* **EXERCISE DESCRIPTION**
In your copy, reproduce each entry exactly and leave out the pictures.

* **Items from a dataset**
Content starts
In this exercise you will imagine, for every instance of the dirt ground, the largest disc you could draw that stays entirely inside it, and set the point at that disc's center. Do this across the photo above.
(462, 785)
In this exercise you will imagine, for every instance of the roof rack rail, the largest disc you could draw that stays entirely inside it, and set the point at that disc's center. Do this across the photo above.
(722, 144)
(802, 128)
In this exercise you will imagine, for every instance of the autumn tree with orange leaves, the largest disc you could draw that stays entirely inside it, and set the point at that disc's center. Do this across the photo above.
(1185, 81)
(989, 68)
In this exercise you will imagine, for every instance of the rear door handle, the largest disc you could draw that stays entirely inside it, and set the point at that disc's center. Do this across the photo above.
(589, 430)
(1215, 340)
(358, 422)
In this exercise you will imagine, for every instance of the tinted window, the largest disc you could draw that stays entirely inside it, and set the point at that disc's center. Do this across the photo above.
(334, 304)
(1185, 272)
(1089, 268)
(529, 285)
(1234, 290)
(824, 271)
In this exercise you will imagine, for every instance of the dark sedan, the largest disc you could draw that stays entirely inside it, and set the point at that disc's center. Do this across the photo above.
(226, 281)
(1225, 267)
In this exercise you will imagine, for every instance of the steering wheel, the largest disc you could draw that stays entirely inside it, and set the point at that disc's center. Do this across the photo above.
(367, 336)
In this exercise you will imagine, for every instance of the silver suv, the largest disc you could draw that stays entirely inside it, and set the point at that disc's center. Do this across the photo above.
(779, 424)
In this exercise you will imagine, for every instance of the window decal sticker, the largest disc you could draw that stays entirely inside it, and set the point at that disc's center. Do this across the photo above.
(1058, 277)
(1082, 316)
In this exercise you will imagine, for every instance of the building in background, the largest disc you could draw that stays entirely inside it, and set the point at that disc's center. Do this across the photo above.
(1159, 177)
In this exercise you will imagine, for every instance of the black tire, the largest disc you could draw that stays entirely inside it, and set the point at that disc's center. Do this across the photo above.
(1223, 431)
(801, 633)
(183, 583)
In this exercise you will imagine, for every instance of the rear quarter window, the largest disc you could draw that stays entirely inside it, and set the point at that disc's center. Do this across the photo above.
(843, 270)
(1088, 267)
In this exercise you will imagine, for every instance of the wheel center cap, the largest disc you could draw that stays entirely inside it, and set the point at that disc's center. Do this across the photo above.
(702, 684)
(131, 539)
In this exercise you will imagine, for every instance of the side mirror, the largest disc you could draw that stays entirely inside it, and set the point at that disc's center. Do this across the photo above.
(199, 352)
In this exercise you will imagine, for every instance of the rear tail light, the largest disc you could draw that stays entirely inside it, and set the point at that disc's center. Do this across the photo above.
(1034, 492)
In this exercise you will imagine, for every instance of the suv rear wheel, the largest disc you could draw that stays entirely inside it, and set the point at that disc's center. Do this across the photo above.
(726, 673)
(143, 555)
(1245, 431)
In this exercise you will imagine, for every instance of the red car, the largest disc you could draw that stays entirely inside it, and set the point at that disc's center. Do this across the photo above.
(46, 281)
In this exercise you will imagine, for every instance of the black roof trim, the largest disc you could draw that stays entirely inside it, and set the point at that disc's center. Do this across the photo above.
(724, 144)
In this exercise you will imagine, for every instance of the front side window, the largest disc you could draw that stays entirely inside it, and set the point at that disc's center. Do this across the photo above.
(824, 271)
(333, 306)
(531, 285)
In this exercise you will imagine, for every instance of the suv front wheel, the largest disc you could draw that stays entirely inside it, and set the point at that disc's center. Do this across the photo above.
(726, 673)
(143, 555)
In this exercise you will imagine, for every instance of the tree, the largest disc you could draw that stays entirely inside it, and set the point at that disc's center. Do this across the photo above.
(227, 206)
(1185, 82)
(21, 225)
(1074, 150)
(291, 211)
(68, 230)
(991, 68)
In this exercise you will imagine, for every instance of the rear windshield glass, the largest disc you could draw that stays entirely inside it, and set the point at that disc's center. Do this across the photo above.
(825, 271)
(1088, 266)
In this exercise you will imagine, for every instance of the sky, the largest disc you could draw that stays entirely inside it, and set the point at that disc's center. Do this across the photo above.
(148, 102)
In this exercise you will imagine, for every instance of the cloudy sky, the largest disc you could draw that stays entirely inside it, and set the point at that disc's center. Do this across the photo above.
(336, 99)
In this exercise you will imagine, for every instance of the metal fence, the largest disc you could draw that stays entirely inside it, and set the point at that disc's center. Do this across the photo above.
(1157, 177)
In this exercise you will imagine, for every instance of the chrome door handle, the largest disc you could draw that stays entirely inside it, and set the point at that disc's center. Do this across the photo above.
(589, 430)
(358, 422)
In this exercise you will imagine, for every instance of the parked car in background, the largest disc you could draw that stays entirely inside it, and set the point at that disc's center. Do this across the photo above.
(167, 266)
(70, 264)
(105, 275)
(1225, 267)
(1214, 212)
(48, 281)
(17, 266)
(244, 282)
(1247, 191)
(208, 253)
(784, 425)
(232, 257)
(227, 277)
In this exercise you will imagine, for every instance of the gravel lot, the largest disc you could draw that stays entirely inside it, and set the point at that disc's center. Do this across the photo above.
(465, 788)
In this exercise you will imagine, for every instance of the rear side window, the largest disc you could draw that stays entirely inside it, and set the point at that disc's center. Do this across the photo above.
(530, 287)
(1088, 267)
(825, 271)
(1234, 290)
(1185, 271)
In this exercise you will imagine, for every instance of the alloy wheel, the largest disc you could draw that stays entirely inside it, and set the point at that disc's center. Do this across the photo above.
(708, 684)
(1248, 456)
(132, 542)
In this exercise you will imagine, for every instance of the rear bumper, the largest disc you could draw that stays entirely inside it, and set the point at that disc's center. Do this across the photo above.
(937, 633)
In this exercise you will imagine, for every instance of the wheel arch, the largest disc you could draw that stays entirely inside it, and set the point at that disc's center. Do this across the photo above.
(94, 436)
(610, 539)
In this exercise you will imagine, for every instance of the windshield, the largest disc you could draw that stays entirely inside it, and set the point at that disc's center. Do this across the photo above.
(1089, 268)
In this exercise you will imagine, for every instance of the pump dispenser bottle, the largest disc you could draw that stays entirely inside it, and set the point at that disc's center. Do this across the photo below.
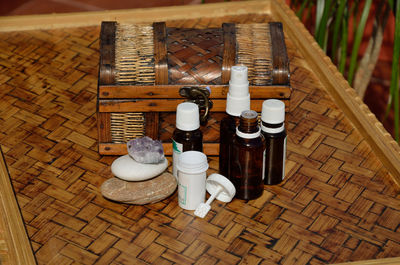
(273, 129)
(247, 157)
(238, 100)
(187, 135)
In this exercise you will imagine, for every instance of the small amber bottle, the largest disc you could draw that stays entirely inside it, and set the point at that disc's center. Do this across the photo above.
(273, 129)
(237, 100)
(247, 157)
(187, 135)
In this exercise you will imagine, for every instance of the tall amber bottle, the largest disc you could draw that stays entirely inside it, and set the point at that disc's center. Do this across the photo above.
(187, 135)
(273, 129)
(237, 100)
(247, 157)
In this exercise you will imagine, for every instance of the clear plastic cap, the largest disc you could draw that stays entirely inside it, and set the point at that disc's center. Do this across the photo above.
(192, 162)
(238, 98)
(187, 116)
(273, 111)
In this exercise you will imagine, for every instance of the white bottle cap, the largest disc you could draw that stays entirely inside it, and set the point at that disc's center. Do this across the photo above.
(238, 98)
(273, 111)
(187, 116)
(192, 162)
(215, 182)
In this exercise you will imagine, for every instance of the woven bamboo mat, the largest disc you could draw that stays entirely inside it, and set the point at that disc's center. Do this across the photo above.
Content ends
* **SOLUTION TO THE PROBLEM**
In this exercise you will imagine, for every instance of the dirt ground, the largest disc you could draw that stays entirely inside it, and set the point at that disc's center. Do this across the photo above.
(462, 785)
In this exercise you will imagine, for every instance of the roof rack rail, the largest disc you could draw that stays entirely inside it, and set the point at that disc's center. Do this across the photo above.
(722, 144)
(802, 128)
In this exercise you will imagine, for every instance of the autumn tree with orange leaves, the largest disc you could draw that stays entirely inside it, and set the point at that disc's center. Do this across the photo above.
(1185, 81)
(989, 68)
In this exercise you will imagine, for every instance of the rear door handle, the largest disc you could draw that stays entirely inside it, and set the point at that disc's center. Do this across the photo above.
(589, 430)
(1215, 340)
(358, 422)
In this exercise you will imagine, for every instance of the tinted window, the largest disc you could draw that stays entirely inside it, and set the point at that disc's center. Do this across the photo above.
(334, 304)
(1185, 272)
(1089, 268)
(529, 285)
(1234, 290)
(824, 271)
In this exercise you will imagine, for every instance of the dark sedan, the largest disc you could draw that stays entirely inside it, and set the point at that disc's center. Do this across the photo above.
(226, 281)
(1225, 267)
In this exercise you will imagine, for every instance of the steering wheel, the largest disc you could draw that stays entirely inside it, and set the point at that disc's center. Do this across the photo above.
(367, 336)
In this exercise you will imagine, for every instance of the silver suv, the largest disc you could draw that stays entirely inside it, and set the point at that disc's center. Do this across the photo above.
(779, 424)
In this exercise you will imagine, for every instance of the window decal sticker, the largest disc you could draw that stays entirely inside it, and set the point at that disc's center. Do this across the photo above.
(1058, 277)
(1082, 316)
In this exercise you will imagine, for every instance of the building in background, the largest disc you could draw that stays entirely inside it, and set the point at that disc's center. Do this across the photo above.
(1159, 177)
In this exercise you will imagine, for every instance of the black tire, the largest disc you could draw that stays entirely inside it, and set the point at that disc's center. Do this across the photo above.
(1223, 431)
(801, 633)
(183, 583)
In this exercise you will imagine, for every instance of the rear quarter window, the largest disc you could draw that stays entirely inside it, and set the point at that disc's center. Do this across the photo above.
(843, 270)
(1088, 267)
In this exercise you will imagine, for every instance of the wheel center cap, the largest disc you could draw that stays entirely inside it, and set the point at that disc's center. Do this across the photo above.
(702, 684)
(131, 539)
In this exercise you will imagine, for every instance of the side mirror, the largest disc you could draw that stays entirely inside it, and set the point at that disc's center. Do this across the photo above.
(199, 352)
In this exercise you will imagine, for every instance of the rear tail light, the largest disc you could draw that stays entirely inside it, and set the point at that disc's center. Do this across the photo above.
(1034, 492)
In this exercise you will imagine, for every instance of the suv rear wheel, the largest disc you could draw that stays entirely inside it, and set the point at that disc's center. Do this across the photo above.
(726, 673)
(143, 555)
(1245, 431)
In this exercise you will imagine, for every instance of the red car, the largest disc you could draw that stays entirely inside it, and set the point at that disc's center. Do this across the photo above.
(46, 281)
In this exercise you will imagine, for every instance of the black roof trim, the largest disc you could draw that stays entirely inside it, and set the point at that disc's center. Do this across the photo above.
(724, 144)
In this exercise you will imagine, for every instance of the front side window, the largest disc you could draw that stays entirely inside it, and set the point at that disc's center. Do this across the photo above.
(824, 271)
(333, 306)
(531, 285)
In this exercise you will imagine, for every instance of the suv front wheel, the largest disc you could draw that stays entirely inside it, and set the point at that disc's center. Do this across the photo above.
(726, 673)
(143, 555)
In this exercise you will imagine, for every instance of the tree, the largest disc you could draw that stays entirely inside it, and set the point at that disc's center. Do this across the photo above.
(227, 206)
(1185, 82)
(21, 225)
(1074, 150)
(291, 211)
(68, 230)
(991, 68)
In this exercise you will imagine, for every instance of the rear windshield glass, the largest disc you could draw that stays entirely inside it, and set the point at that disc's center. Do this across the photo above.
(825, 271)
(1088, 266)
In this exercise you will imagine, for every instance of the sky, the largest disc you could draw that stays entirely inside it, and set the point at that disc's center. Do this across the photo above.
(148, 102)
In this exercise you will imagine, for every instance of the cloudy sky, the largest disc you could draw that stays entirely inside it, and set the point at that disc's center. Do this across the photo above.
(336, 99)
In this exercise you will imagine, for every instance of the metal fence, the largest disc you could draw that stays entirely inside it, and set the point at that disc's center. Do this across the photo above.
(1157, 177)
In this exercise you will imagine, for every instance of the chrome door handle, the largest disc you could draw that stays entirely inside it, and set the point at that disc's center. Do this across the photo above.
(589, 430)
(358, 422)
In this exercise you will imagine, for every instance of the parked car in background, the largest disc you could draw that stays entirely inside it, and set the point at that disc's center. Do this across the photo above.
(167, 266)
(70, 264)
(105, 275)
(1225, 267)
(1214, 212)
(48, 281)
(17, 266)
(244, 282)
(1247, 191)
(208, 253)
(784, 425)
(232, 257)
(227, 277)
In this exercise you will imagine, for every instance of the gravel lot, the largest disc you could draw that stays entirely inside it, and set the point at that disc's center. Do this across the photo above.
(465, 788)
In this exercise you will imagine, for every instance of the rear side window, the largest disc you could draw that stays entirely inside it, and set the point at that disc's center. Do this across the photo above.
(530, 287)
(1088, 267)
(825, 271)
(1234, 290)
(1185, 271)
In this exercise you will imagine, for every instance of the alloy wheel, the largest disc you could draw that stays entirely inside it, and set the point at that disc's center. Do this across the photo above.
(708, 684)
(1248, 456)
(132, 542)
In this exercise you will imagine, for every instance of the rear bumper, the largest disc you could draw that stays entirely inside it, and set the point at that disc's center. Do this across the photo above.
(937, 633)
In this exercise you will imagine, for every instance of the wheel arch, the largest disc you could draw that stays entirely inside it, and set the point at that disc's center. Do this across the photo above.
(94, 436)
(610, 539)
In this exercise you will imagine, for every instance of the windshield, the largest disc you could draw that stays entirely inside it, and set the point at that disc's center. Do this across the photo above.
(1089, 268)
In this exercise you will imagine, for every instance of the pump dispenser bottle, the largest disc you could draw that stays entirely inside it, and set the point at that disc's center. Do this across the photo below.
(273, 129)
(247, 157)
(238, 100)
(187, 135)
In this exercise you will imagine, for every instance of the small amber bottle, the largest disc you could draw that stays entirely inside it, and set the point at that disc's center. Do this across the photo above.
(273, 129)
(237, 100)
(247, 157)
(187, 135)
In this exercise you will imagine, for every instance of the tall amber bottle, the largest disc you could draw that stays entirely inside it, and set the point at that disc's center. Do this across the photo above.
(187, 135)
(273, 129)
(237, 100)
(247, 157)
In this exercise you will imagine, for every instance of the clear plastic cap, the largest disc you could draw that stays entirely inside it, and set the point at that disc's center. Do this across the photo above.
(192, 162)
(238, 98)
(187, 116)
(273, 111)
In this exercise you will imagine, for every instance of the white bottle cap, the largest disc you could draw that stays entirely inside it, and set the point at that disc's center. Do this across the photo above.
(238, 98)
(273, 111)
(187, 116)
(192, 162)
(215, 182)
In this exercise you will imagine, for every instance of the woven bamboo mat, the largest disc you could draw that stays entirely inside it, and set the point at that disc's center. Do this across the photo above.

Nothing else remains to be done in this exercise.